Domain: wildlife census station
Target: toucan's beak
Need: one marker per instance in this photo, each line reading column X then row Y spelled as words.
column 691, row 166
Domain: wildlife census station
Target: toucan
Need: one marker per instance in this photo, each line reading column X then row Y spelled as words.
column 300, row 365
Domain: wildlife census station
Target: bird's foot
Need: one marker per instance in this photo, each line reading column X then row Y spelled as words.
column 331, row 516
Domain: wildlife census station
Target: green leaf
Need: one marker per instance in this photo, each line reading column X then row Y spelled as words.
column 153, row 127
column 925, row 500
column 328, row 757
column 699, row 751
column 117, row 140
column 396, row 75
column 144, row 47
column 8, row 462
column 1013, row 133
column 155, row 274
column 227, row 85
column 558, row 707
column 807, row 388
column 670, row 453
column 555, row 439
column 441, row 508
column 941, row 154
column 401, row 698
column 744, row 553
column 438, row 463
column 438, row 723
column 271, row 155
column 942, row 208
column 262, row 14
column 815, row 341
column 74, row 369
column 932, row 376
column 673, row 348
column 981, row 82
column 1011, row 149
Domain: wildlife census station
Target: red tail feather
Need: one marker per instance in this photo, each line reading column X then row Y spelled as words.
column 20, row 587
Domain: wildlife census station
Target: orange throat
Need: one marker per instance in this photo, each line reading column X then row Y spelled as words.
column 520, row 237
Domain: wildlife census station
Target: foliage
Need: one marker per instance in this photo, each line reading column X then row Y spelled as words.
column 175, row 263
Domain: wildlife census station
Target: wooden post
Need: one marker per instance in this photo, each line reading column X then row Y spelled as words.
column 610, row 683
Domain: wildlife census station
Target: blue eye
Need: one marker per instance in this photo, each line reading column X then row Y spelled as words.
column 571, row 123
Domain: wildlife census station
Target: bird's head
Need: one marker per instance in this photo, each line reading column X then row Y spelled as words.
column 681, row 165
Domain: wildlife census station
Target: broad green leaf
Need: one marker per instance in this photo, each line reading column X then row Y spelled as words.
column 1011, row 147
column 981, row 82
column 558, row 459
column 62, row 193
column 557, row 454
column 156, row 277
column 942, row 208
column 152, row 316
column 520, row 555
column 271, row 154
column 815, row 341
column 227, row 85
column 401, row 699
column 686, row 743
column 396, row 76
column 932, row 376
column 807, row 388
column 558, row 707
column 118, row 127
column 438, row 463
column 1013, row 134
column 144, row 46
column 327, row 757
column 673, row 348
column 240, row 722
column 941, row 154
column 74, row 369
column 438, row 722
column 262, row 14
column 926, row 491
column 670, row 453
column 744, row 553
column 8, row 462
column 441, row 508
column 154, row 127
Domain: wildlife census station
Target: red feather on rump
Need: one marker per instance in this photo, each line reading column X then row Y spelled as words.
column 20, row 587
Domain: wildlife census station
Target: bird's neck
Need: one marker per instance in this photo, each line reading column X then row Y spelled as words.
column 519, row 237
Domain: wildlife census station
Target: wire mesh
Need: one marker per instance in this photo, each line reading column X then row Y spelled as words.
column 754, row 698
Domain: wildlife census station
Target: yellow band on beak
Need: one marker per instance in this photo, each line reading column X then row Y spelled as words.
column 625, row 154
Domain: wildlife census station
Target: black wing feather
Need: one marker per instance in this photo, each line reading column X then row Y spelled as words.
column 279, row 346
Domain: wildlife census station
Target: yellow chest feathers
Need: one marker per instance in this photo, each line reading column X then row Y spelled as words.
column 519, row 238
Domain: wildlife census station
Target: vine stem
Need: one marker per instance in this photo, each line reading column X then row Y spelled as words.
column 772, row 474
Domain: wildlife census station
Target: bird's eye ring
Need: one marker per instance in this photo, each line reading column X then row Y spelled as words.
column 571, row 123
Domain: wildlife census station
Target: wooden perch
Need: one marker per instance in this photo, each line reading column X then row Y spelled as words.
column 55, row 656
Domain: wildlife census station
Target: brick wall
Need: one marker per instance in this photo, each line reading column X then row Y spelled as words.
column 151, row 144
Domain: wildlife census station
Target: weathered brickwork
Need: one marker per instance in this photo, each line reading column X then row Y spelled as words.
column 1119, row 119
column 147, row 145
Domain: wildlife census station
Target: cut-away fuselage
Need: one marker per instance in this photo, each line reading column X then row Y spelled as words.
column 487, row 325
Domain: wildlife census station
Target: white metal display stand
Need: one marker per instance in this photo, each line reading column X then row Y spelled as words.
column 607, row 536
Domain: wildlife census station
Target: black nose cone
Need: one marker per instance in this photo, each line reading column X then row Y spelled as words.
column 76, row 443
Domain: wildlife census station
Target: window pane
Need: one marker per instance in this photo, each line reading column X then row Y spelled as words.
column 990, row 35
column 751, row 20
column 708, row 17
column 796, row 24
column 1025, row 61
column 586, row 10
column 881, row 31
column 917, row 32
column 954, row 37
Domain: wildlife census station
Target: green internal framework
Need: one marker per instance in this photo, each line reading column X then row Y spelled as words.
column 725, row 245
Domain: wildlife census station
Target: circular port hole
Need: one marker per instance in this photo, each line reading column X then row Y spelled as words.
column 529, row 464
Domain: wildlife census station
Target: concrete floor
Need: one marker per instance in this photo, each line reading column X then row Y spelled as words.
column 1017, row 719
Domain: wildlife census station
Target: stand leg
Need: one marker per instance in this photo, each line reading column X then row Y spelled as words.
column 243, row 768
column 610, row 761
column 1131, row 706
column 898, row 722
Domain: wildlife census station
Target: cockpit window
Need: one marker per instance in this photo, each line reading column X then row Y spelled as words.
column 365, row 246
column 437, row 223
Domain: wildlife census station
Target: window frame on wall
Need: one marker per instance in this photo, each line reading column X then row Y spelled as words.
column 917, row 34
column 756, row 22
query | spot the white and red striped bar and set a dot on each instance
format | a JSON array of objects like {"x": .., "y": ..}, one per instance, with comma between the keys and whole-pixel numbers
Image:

============================================================

### EXERCISE PROMPT
Quote exactly the lines running from the start of the listing above through the line where "Target: green leaf" is found, and output no other lines.

### YOUR RESPONSE
Domain: wildlife census station
Target: toucan's beak
Need: one marker per instance in this photo, each line reading column X then row Y spelled as words.
column 691, row 166
Domain: wildlife census station
Target: toucan
Need: one marker per instance in this photo, each line reading column X then row Y spelled as words.
column 300, row 365
Domain: wildlife census station
Target: bird's foot
Need: one marker per instance in this photo, each line reading column X then row Y spelled as words.
column 331, row 516
Domain: wildlife census station
Target: green leaf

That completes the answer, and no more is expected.